_PROBLEM TO WORK ON_: Copy out the listing that follows in its entirety, keeping it exactly the same.
── INPUT RECORDS
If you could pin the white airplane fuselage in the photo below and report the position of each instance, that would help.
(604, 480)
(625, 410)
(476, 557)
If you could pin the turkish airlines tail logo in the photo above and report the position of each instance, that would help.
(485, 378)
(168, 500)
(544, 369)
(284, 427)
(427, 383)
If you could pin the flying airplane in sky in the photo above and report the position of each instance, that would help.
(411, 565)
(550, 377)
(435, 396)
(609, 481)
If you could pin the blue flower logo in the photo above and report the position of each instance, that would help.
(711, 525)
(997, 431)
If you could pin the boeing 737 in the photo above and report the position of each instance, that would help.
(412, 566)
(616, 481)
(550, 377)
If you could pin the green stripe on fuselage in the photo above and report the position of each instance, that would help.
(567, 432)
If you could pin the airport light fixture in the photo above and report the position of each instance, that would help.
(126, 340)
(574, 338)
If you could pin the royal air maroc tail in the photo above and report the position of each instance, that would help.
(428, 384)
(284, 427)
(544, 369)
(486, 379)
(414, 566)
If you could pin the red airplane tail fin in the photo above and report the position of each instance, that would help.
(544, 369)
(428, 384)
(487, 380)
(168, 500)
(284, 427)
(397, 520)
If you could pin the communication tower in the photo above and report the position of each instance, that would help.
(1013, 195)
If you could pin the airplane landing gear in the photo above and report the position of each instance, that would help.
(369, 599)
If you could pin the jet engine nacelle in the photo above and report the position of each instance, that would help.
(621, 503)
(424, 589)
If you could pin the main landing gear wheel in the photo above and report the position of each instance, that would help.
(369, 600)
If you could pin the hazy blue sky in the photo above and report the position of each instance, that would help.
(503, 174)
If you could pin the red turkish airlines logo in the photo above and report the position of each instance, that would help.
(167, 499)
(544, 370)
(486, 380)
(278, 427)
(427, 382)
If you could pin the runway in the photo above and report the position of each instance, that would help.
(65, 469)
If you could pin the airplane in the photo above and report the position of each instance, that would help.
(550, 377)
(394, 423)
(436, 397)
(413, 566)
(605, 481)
────
_RESULT FOR THIS EXERCISE_:
If you could pin the white airplane fuselage in the photo below and report the position of each instance, that would help.
(604, 480)
(625, 410)
(476, 557)
If you could pin the turkish airlines tail logo in the photo above and report the position of each instance, that would help.
(485, 378)
(168, 500)
(544, 369)
(284, 427)
(427, 383)
If you could pin the flying airplane in sky in the photo above and report the position of each instance, that would help.
(411, 565)
(550, 377)
(435, 396)
(609, 481)
If you could pin the blue flower logo in the photo above and report the position of each instance, that would help.
(711, 525)
(997, 431)
If you could pin the boeing 737 in the photo above and report the position of each instance, that would help.
(412, 566)
(616, 481)
(550, 377)
If you could pin the green stripe on fuselage in the photo above and report the position of each instance, that would help.
(567, 432)
If you could pin the airport light fixture in the photo above and report the position of each instance, that would help.
(126, 340)
(574, 338)
If you could pin the royal air maroc tail in the photo above and report the position of each instance, that would help.
(428, 384)
(284, 427)
(544, 369)
(486, 379)
(414, 566)
If you could pin the red airplane tail fin in the photo above and report the position of each instance, that would help.
(544, 369)
(428, 384)
(487, 380)
(168, 500)
(284, 427)
(397, 520)
If you could pin the communication tower in the photo above and report the position of each instance, that would help.
(1013, 195)
If you could pin the airplane landing gear in the photo above and report the position of each instance, that would help.
(369, 599)
If you could pin the jet engine nacelle in the photo above and report the position of each instance, that would help.
(621, 503)
(424, 589)
If you could pin the main landing gear wheel in the photo above and report the position of each instance, that would help.
(369, 600)
If you could pin the hazy blue sky in the photo above and report the position of each instance, that would help.
(503, 174)
If you could pin the red turkish airlines logo in the photo above and report the position of each instance, that would help.
(167, 499)
(544, 370)
(486, 380)
(278, 427)
(427, 382)
If you could pin the runway in the photo above and report the position of each instance, that would help.
(65, 469)
If you could pin the airplane in the photo above and report the position of each instance, that would help.
(550, 377)
(394, 423)
(436, 397)
(413, 566)
(605, 481)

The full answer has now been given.